====== PROVIDED RECORDS ======

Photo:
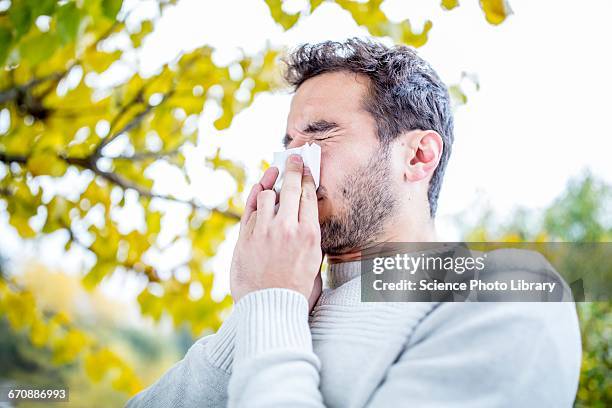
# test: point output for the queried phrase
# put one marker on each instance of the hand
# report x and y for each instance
(281, 250)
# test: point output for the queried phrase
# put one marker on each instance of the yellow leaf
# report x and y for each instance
(46, 163)
(100, 61)
(409, 37)
(449, 4)
(495, 11)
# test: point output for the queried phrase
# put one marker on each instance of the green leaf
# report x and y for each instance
(68, 20)
(6, 39)
(42, 7)
(110, 8)
(38, 48)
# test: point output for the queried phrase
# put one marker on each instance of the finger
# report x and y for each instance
(309, 207)
(251, 204)
(265, 206)
(269, 178)
(291, 189)
(266, 183)
(250, 225)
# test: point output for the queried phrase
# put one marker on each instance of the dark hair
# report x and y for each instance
(405, 93)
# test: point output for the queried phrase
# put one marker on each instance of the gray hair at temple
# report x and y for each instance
(405, 92)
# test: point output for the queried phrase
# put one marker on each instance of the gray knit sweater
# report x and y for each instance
(271, 353)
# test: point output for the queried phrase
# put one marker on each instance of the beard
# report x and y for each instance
(368, 200)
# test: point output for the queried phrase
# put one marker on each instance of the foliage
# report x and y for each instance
(578, 215)
(58, 119)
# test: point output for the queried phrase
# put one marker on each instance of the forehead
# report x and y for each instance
(332, 96)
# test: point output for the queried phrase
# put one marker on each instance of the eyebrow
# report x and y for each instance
(318, 126)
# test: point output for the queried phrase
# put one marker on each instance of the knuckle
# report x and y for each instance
(286, 228)
(311, 234)
(308, 194)
(291, 188)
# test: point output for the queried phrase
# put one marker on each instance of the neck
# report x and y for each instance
(396, 230)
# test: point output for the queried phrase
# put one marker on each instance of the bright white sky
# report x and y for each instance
(538, 119)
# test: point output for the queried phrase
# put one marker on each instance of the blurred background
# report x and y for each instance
(129, 131)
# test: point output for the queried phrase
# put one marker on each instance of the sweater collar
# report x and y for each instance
(340, 273)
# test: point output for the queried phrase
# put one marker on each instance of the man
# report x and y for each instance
(383, 120)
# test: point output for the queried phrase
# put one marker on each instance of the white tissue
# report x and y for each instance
(311, 155)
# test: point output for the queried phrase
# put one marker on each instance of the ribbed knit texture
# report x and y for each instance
(348, 353)
(271, 319)
(220, 350)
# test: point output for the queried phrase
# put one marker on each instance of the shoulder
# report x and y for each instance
(526, 350)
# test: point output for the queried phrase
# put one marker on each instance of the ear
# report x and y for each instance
(423, 154)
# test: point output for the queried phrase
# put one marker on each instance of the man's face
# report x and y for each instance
(355, 195)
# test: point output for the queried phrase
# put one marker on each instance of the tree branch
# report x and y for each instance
(89, 163)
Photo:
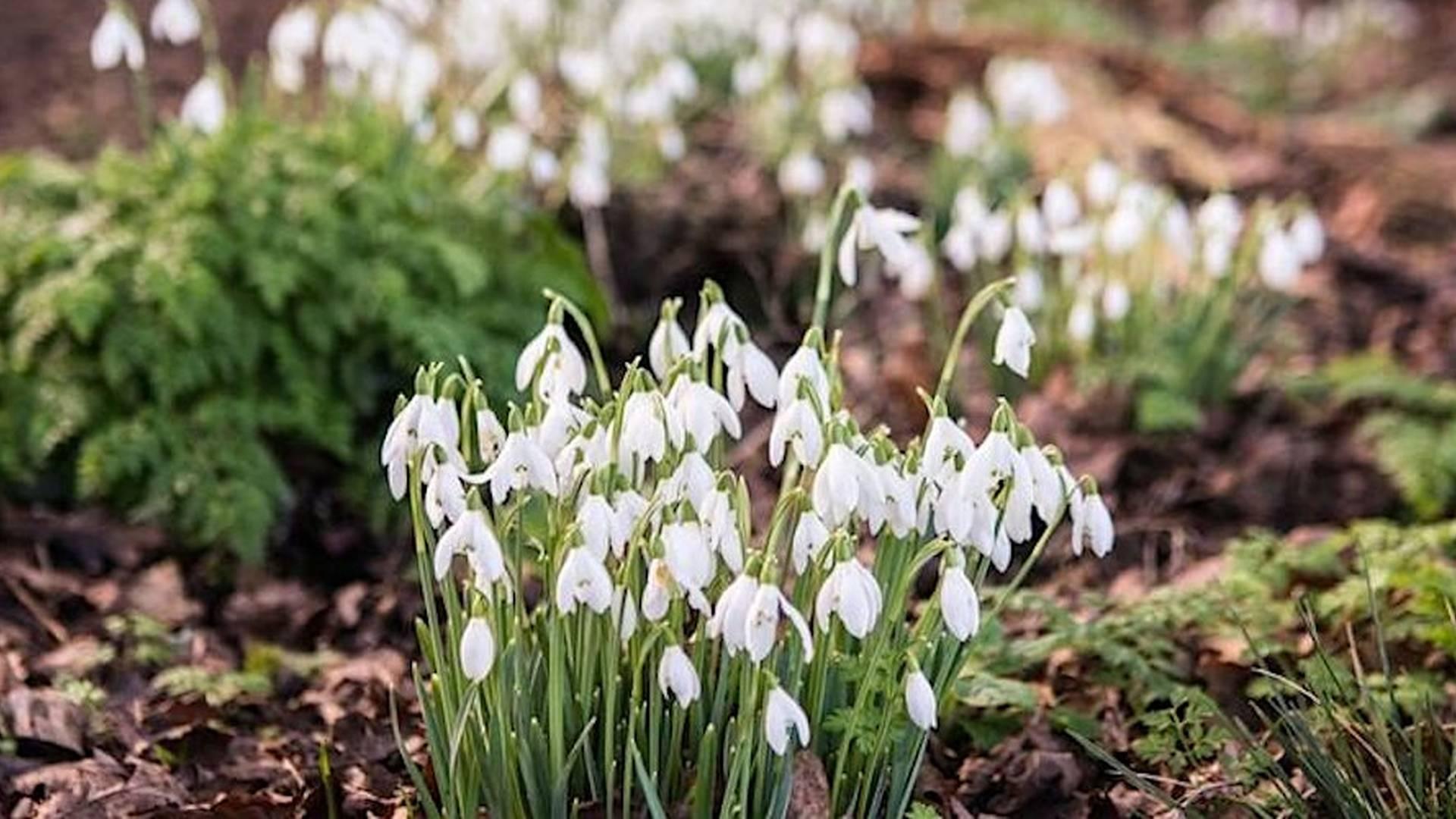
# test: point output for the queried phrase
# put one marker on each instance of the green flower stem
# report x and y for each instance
(973, 309)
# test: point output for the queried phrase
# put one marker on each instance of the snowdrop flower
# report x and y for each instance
(762, 626)
(852, 594)
(780, 714)
(1091, 525)
(563, 368)
(797, 425)
(810, 537)
(676, 676)
(1014, 343)
(669, 343)
(509, 148)
(476, 649)
(582, 579)
(960, 605)
(177, 22)
(115, 39)
(1308, 235)
(465, 129)
(472, 537)
(704, 413)
(204, 105)
(921, 700)
(883, 229)
(801, 174)
(1279, 260)
(967, 124)
(520, 465)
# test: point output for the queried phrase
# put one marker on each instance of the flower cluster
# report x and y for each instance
(601, 545)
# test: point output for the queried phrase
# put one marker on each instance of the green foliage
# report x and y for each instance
(180, 328)
(1411, 426)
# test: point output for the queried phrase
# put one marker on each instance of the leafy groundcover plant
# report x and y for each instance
(174, 324)
(606, 626)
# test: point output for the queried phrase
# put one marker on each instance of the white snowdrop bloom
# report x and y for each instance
(846, 112)
(1081, 321)
(837, 485)
(520, 465)
(795, 425)
(946, 449)
(704, 413)
(595, 518)
(117, 39)
(1279, 260)
(1220, 216)
(1101, 183)
(960, 604)
(1123, 229)
(525, 99)
(883, 229)
(691, 482)
(993, 237)
(1031, 232)
(676, 676)
(565, 362)
(582, 579)
(669, 344)
(465, 129)
(730, 618)
(852, 594)
(1091, 526)
(472, 537)
(810, 537)
(1116, 300)
(921, 701)
(801, 174)
(509, 148)
(1025, 93)
(490, 435)
(780, 716)
(720, 523)
(177, 22)
(1014, 343)
(689, 560)
(544, 168)
(967, 124)
(588, 186)
(1308, 235)
(476, 649)
(1047, 491)
(1030, 290)
(1060, 206)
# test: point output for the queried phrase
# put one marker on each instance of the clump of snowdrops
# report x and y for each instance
(610, 618)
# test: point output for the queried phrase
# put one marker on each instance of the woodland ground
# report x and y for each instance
(281, 703)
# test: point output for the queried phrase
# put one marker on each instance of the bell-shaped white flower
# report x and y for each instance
(554, 354)
(783, 714)
(476, 649)
(810, 537)
(960, 605)
(852, 594)
(582, 579)
(704, 413)
(115, 39)
(520, 465)
(762, 624)
(921, 700)
(1014, 343)
(676, 676)
(177, 22)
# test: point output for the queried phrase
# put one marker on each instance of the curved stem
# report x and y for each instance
(968, 315)
(598, 363)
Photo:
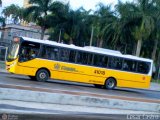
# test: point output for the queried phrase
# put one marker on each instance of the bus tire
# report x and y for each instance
(110, 83)
(42, 75)
(98, 86)
(32, 77)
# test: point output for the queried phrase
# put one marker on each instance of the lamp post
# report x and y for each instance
(91, 39)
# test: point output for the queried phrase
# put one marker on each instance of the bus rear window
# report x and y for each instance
(143, 67)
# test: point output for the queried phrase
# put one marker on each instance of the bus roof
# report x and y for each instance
(88, 49)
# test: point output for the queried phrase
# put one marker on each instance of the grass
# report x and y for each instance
(156, 81)
(2, 65)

======

▶ _EXERCISE GOAL_:
Each record above should be copied character for character, with pictures dropped.

▶ _FULL ANSWER_:
Photo:
# test: point output for the queried phrase
# put one marker on each instance of the hand
# report x and y for each instance
(281, 250)
# test: point output for the queried phrase
# put one marker on each instance of the yellow leaf
# report x and y for each instance
(46, 163)
(100, 61)
(409, 37)
(449, 4)
(495, 11)
# test: point output for the queried phrase
# put one marker on each instance of the green leaf
# report x and y for each instance
(68, 20)
(6, 39)
(42, 7)
(110, 8)
(38, 48)
# test: point output for the queried phrase
# put one marker on each instance of the finger
# report x and y for each instance
(309, 207)
(251, 204)
(265, 206)
(269, 178)
(291, 189)
(266, 183)
(250, 225)
# test: point output for the queried phrase
# put one marker on each instance of the dark hair
# report x and y for each instance
(405, 93)
# test: point output for the queried phrase
# put one marker on each instance of the gray hair at temple
# report x and y for each instance
(405, 92)
# test: point output for the queried phrase
# put one marker on each instance of the gray knit sweater
# report x and y for each instance
(271, 353)
# test: point output for the queried phrase
# put one marker on each instance of the beard
# report x and y for each instance
(368, 200)
# test: point output for the queried phrase
# put one marker on each instance of the foliage
# report x and y for each instance
(578, 215)
(58, 119)
# test: point output for the queried phrase
# put one marker on each instance of the forehead
# report x and y for each instance
(332, 96)
# test: point output for the queried phrase
# put one marker on each instance of the eyebrow
# report x and y for each instance
(318, 126)
# test: point output for the queried phrase
# put one marker on each instance of the knuckle
# report x and y for each instance
(286, 228)
(311, 234)
(308, 194)
(291, 188)
# test: point output for the queried phrase
# put one marker on each instance of the neck
# report x and y for each instance
(396, 230)
# test: point output for the queried phrase
# put one marker on each instance of the bright white sky
# report x and y for each instance
(538, 119)
# test: point output for the queried phrase
# put one marker on each instance of the blurred background
# report x and y for each instance
(129, 131)
# test: point output for the queried phrase
# put one marker on each instance of the sweater collar
# report x and y for each instance
(340, 273)
# test: point output for the queried phrase
# put one marker on each instance of the man
# report x and y for each instance
(383, 120)
# test: point output for the queried phrase
# put one marker on each instance of the white tissue
# report x and y for each instance
(311, 155)
# test: point output for the queried phrase
# put one marker on each instance of the ribbed knit texture
# report x and y for each instance
(348, 353)
(271, 319)
(220, 350)
# test: point output for the queried phrase
# put one marker on each instance of the shoulder
# report x and y for each instance
(526, 350)
# test: point output for the queried phrase
# put one marker on each instance of the ear
# report x and y for each instance
(423, 154)
# test: point output for the queried phrase
# put one marker on each instance of the man's face
# report x and y for each instance
(355, 195)
# test: point output for the queried phrase
# put one marker on each instance of the tree branch
# report x and y for each instance
(89, 163)
Photo:
# test: point output for the queried phrase
# put one marker on each instance of the green flower stem
# report x and y for each instance
(973, 309)
# test: point output for the queried phrase
# put one marker on each instance of the snowdrop flower
# report x and y for each instance
(762, 626)
(852, 594)
(780, 714)
(1091, 525)
(563, 368)
(797, 425)
(810, 537)
(676, 676)
(1014, 343)
(669, 343)
(509, 148)
(476, 649)
(582, 579)
(960, 605)
(177, 22)
(115, 39)
(1308, 235)
(465, 129)
(472, 537)
(704, 413)
(204, 105)
(921, 700)
(883, 229)
(801, 174)
(1279, 260)
(967, 124)
(520, 465)
# test: point output for the queried phrase
# put one marker on each instance of the flower cluster
# report x and y for each instance
(601, 545)
# test: point output for the queried phrase
# put one marker on each instance of the green foliage
# report x and y for each instance
(180, 328)
(1411, 426)
# test: point output for the queried phrase
# put one marker on each instance of the leafy groundcover plant
# report x and y for each instance
(174, 324)
(606, 626)
# test: point output for the queried phrase
# put one marker on each instance of the white snowdrop bloom
# report x and y for each instance
(846, 112)
(1081, 321)
(837, 485)
(520, 465)
(795, 425)
(946, 449)
(704, 413)
(595, 518)
(117, 39)
(1279, 260)
(1220, 216)
(1101, 183)
(960, 604)
(1123, 229)
(525, 99)
(883, 229)
(691, 482)
(993, 237)
(1031, 232)
(676, 676)
(565, 362)
(582, 579)
(669, 344)
(465, 129)
(730, 618)
(852, 594)
(1091, 526)
(472, 537)
(810, 537)
(1116, 300)
(921, 701)
(801, 174)
(509, 148)
(1025, 93)
(490, 435)
(780, 716)
(720, 523)
(177, 22)
(1014, 343)
(689, 560)
(544, 168)
(967, 124)
(588, 186)
(1308, 235)
(476, 649)
(1047, 491)
(1030, 290)
(1060, 206)
# test: point output for the queried phrase
# put one marker on each instance of the clump of snowdrops
# report x and y for each instance
(610, 618)
# test: point output for the queried phrase
# put one marker on each instance of the woodland ground
# report x and y for each instance
(281, 703)
# test: point output for the queried phrase
# put one marker on each instance of the bell-shaped white flower
# report x and y for each instance
(554, 354)
(783, 714)
(476, 649)
(810, 537)
(960, 605)
(852, 594)
(582, 579)
(704, 413)
(115, 39)
(520, 465)
(762, 624)
(921, 700)
(1014, 343)
(676, 676)
(177, 22)
# test: point output for the queried phrase
# put one marker on each instance of the curved stem
# report x and y for each instance
(968, 315)
(598, 363)
Photo:
# test: point output for the queried phrase
# put one marker on each instance of the bus tire
# report x and y for each instance
(110, 83)
(42, 75)
(98, 86)
(32, 77)
# test: point output for the queried phrase
# put one marker on each instance of the lamp post
# report x and y for each instance
(91, 39)
# test: point output for the queried phrase
# put one marker on each instance of the bus rear window
# report x and y for each instance
(143, 67)
# test: point output for the queried phrase
# put one marker on each instance of the bus roof
# report x and y for each instance
(88, 49)
# test: point output for the queried phrase
# put one marker on each instance of the grass
# report x and y for each instance
(156, 81)
(2, 65)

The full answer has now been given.